▶ _BRIEF_
The records are to be restated in their entirety, word for word.

* begin PROVIDED INFORMATION *

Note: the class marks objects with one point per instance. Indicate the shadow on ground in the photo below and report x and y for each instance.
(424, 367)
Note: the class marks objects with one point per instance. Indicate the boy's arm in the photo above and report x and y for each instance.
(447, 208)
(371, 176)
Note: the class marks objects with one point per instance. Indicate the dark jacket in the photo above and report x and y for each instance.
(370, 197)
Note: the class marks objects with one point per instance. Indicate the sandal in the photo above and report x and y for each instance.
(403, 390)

* end PROVIDED INFORMATION *

▶ _ANSWER TO THIS PROBLEM_
Note: the class marks objects with one point per instance. Indicate the shadow on ground in the photo below and report x and y for each instance.
(424, 367)
Note: the class marks objects with one point per instance. Indicate the boy's arm in the photo above and report x and y for each instance.
(447, 208)
(371, 176)
Note: the class marks objects with one point per instance. Indicate the dark jacket in the photo above and report x and y for each instance.
(370, 197)
Note: the class marks objects with one point per instance. Indicate the sandal in the photo above and report x and y for each instance.
(403, 390)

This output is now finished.